▸ JOB
Rewrite the entries between the lines holding "Pin each instance of the black painted" and "column 471, row 64", inclusive, replacing "Response" with "Answer" and keeping everything else unchanged. Leave the pictures out of your answer.

═══ DATA ENTRIES

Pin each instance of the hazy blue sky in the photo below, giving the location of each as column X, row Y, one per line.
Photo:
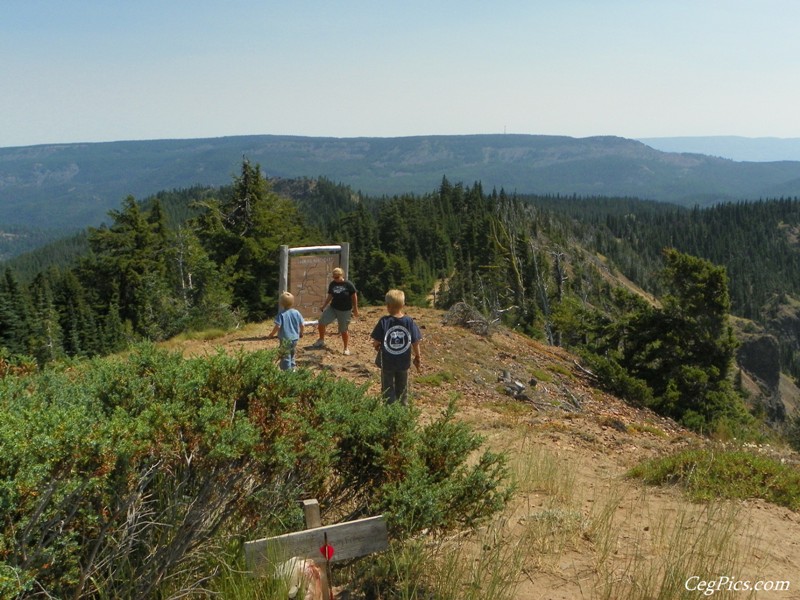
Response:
column 86, row 70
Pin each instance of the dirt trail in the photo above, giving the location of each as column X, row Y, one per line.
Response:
column 591, row 436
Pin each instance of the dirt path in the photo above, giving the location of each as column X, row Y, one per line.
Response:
column 610, row 533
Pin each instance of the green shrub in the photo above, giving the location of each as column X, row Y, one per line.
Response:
column 127, row 478
column 709, row 474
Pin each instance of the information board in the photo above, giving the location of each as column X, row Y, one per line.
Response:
column 309, row 276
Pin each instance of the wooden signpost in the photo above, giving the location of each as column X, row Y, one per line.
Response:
column 306, row 273
column 322, row 544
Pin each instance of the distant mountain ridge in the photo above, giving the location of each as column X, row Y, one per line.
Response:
column 760, row 149
column 74, row 185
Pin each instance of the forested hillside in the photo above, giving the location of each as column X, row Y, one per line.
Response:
column 74, row 185
column 207, row 258
column 159, row 460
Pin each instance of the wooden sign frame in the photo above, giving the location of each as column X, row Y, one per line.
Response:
column 349, row 540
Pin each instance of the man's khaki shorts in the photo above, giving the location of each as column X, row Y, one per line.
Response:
column 343, row 317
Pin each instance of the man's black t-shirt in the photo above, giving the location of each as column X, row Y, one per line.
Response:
column 396, row 335
column 341, row 292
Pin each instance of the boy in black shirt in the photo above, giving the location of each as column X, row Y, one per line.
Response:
column 340, row 305
column 396, row 337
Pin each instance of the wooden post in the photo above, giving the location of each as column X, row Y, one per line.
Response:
column 348, row 540
column 313, row 519
column 283, row 281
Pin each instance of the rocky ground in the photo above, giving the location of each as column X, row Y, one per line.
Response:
column 537, row 403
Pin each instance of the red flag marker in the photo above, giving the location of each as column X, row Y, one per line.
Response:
column 327, row 551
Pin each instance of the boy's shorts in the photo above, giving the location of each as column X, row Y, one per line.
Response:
column 330, row 314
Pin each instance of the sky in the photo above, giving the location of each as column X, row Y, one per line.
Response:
column 111, row 70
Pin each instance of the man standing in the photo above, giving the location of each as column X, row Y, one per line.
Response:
column 340, row 305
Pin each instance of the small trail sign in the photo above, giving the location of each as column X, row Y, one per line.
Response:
column 344, row 541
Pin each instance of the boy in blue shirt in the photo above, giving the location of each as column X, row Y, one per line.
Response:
column 396, row 337
column 289, row 328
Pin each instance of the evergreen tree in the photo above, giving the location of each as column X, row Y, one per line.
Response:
column 243, row 232
column 46, row 338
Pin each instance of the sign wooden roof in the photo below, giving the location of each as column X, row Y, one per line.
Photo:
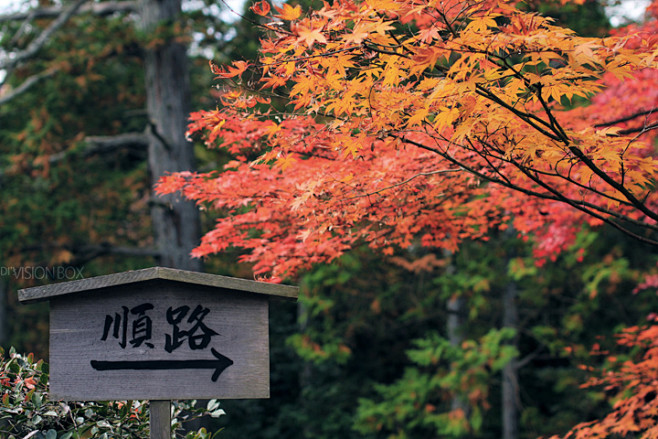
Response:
column 46, row 292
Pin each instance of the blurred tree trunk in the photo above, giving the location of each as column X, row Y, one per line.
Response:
column 510, row 393
column 4, row 336
column 175, row 222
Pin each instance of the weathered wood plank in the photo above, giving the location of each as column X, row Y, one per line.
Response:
column 159, row 341
column 48, row 292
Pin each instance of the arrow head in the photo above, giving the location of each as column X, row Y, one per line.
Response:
column 221, row 364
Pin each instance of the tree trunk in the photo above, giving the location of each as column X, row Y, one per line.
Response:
column 510, row 396
column 455, row 309
column 175, row 222
column 4, row 335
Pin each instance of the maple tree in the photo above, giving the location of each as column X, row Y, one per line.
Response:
column 398, row 121
column 404, row 123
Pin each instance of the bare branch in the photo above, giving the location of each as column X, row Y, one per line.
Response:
column 26, row 85
column 100, row 145
column 43, row 38
column 105, row 144
column 100, row 9
column 627, row 118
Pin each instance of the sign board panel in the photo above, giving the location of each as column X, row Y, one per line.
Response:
column 158, row 339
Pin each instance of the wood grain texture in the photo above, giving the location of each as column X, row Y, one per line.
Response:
column 160, row 419
column 47, row 292
column 79, row 322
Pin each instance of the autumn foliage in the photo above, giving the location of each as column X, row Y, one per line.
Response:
column 395, row 123
column 392, row 122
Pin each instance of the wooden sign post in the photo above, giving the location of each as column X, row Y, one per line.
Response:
column 159, row 334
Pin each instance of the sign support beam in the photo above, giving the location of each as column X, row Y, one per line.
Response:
column 160, row 419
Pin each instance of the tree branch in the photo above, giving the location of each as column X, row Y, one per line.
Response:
column 100, row 9
column 626, row 119
column 25, row 86
column 43, row 38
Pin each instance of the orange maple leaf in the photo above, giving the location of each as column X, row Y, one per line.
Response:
column 310, row 36
column 288, row 12
column 261, row 8
column 239, row 67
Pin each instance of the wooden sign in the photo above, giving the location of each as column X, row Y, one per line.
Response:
column 158, row 334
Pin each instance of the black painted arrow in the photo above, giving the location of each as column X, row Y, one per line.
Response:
column 220, row 363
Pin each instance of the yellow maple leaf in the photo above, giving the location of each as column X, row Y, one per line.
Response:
column 288, row 12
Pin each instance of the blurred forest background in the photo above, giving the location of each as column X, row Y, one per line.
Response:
column 377, row 346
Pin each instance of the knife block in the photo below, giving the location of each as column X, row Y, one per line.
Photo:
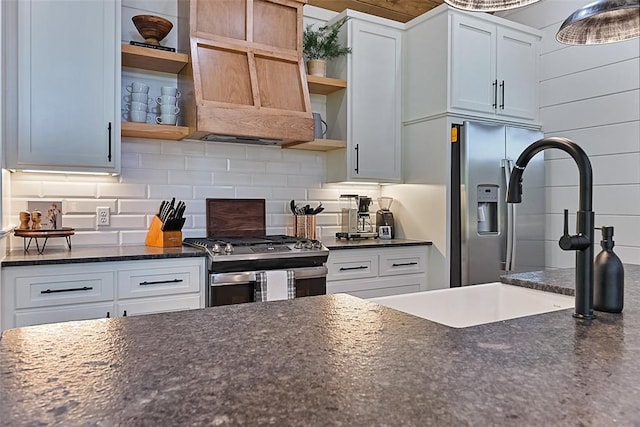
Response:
column 162, row 239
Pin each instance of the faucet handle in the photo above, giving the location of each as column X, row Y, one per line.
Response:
column 572, row 243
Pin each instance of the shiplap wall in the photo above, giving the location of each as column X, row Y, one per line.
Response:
column 156, row 170
column 591, row 95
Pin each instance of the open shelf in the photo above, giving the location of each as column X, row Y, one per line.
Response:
column 325, row 85
column 317, row 145
column 146, row 130
column 153, row 59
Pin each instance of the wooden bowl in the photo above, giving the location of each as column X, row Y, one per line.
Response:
column 152, row 28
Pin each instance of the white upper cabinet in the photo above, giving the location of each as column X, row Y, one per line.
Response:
column 368, row 113
column 68, row 86
column 471, row 64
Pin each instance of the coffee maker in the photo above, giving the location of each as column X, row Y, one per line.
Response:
column 384, row 217
column 356, row 218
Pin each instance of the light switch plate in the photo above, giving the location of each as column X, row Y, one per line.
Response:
column 104, row 216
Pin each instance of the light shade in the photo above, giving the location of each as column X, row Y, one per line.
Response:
column 488, row 5
column 603, row 21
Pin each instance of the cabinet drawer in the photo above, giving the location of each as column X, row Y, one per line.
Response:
column 62, row 314
column 158, row 305
column 352, row 268
column 392, row 264
column 154, row 281
column 60, row 289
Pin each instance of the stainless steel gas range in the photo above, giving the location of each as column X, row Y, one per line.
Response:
column 238, row 249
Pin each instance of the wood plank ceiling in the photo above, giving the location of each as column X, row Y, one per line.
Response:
column 398, row 10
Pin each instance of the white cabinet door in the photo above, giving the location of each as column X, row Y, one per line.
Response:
column 368, row 114
column 517, row 55
column 375, row 88
column 68, row 86
column 473, row 64
column 493, row 69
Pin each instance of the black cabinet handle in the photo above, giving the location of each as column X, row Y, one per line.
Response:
column 362, row 267
column 109, row 156
column 159, row 282
column 404, row 264
column 56, row 291
column 495, row 94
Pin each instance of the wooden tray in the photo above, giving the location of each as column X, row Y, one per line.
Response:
column 60, row 232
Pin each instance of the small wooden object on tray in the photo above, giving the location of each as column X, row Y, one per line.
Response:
column 162, row 239
column 30, row 234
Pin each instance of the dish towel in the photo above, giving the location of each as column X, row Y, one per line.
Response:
column 275, row 285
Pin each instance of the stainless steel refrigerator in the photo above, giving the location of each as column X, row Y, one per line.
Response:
column 488, row 236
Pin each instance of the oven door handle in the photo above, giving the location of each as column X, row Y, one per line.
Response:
column 239, row 278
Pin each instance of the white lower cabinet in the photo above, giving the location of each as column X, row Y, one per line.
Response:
column 376, row 272
column 55, row 293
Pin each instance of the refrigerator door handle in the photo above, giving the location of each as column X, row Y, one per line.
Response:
column 507, row 165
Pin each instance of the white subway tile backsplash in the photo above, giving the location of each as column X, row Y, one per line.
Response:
column 128, row 221
column 166, row 192
column 230, row 178
column 159, row 161
column 79, row 222
column 205, row 164
column 75, row 206
column 247, row 166
column 122, row 190
column 178, row 177
column 201, row 193
column 132, row 237
column 269, row 180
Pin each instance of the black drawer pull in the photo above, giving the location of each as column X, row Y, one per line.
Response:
column 55, row 291
column 362, row 267
column 159, row 282
column 404, row 264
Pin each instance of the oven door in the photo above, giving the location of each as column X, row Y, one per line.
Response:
column 237, row 288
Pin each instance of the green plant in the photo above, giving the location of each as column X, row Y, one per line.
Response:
column 323, row 42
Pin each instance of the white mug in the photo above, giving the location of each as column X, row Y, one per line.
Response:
column 166, row 100
column 137, row 97
column 166, row 119
column 137, row 87
column 170, row 91
column 169, row 109
column 137, row 106
column 138, row 116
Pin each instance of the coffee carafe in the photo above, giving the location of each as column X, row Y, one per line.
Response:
column 384, row 218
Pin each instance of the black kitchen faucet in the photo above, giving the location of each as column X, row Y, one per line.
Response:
column 582, row 242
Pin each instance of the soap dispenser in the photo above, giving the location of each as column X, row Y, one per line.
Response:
column 608, row 280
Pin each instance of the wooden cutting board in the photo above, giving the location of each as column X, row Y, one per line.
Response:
column 236, row 217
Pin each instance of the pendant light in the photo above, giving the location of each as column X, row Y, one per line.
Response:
column 488, row 5
column 603, row 21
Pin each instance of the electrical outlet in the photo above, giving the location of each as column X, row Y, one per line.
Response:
column 104, row 216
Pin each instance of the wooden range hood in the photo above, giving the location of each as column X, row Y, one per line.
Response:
column 245, row 81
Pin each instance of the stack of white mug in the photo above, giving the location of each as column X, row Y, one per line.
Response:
column 138, row 99
column 167, row 105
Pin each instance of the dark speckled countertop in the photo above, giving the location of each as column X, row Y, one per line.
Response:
column 79, row 254
column 334, row 244
column 332, row 360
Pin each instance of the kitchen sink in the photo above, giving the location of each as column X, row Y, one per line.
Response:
column 477, row 304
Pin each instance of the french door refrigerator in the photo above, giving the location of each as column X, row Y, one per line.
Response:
column 488, row 236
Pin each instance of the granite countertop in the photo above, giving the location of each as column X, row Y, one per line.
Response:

══════

▸ ANSWER TO THE EXERCISE
Pin each instance of the black painted arrow in the photo above, giving the location of each as column X, row Y, one per line.
Answer:
column 220, row 363
Pin each instance of the yellow maple leaf in the photo above, giving the location of each as column X, row Y, one per line.
Answer:
column 288, row 12
Pin each instance of the blurred forest background in the photo above, giving the location of each as column X, row Y, one per line.
Answer:
column 377, row 346
Pin each instance of the knife block in the photo below, giving the location of each as column X, row Y, one per line.
Photo:
Answer:
column 162, row 239
Pin each instance of the faucet handle in the photo above, giving the location of each as column X, row Y, one per line.
Answer:
column 572, row 243
Pin each instance of the shiplap wall in the photo above, giving the location of each as column X, row Y, one per line.
Answer:
column 156, row 170
column 591, row 95
Pin each instance of the open shelf in the photo above, giving the location of each as column X, row Y, one per line.
Answer:
column 325, row 85
column 317, row 145
column 146, row 130
column 153, row 59
Pin each instance of the wooden bowl in the photo above, giving the location of each as column X, row Y, one per line.
Answer:
column 152, row 28
Pin each instance of the white upper cabinet in the photo above, giving the location of each as column X, row Y, one per line.
Answer:
column 368, row 113
column 68, row 86
column 471, row 64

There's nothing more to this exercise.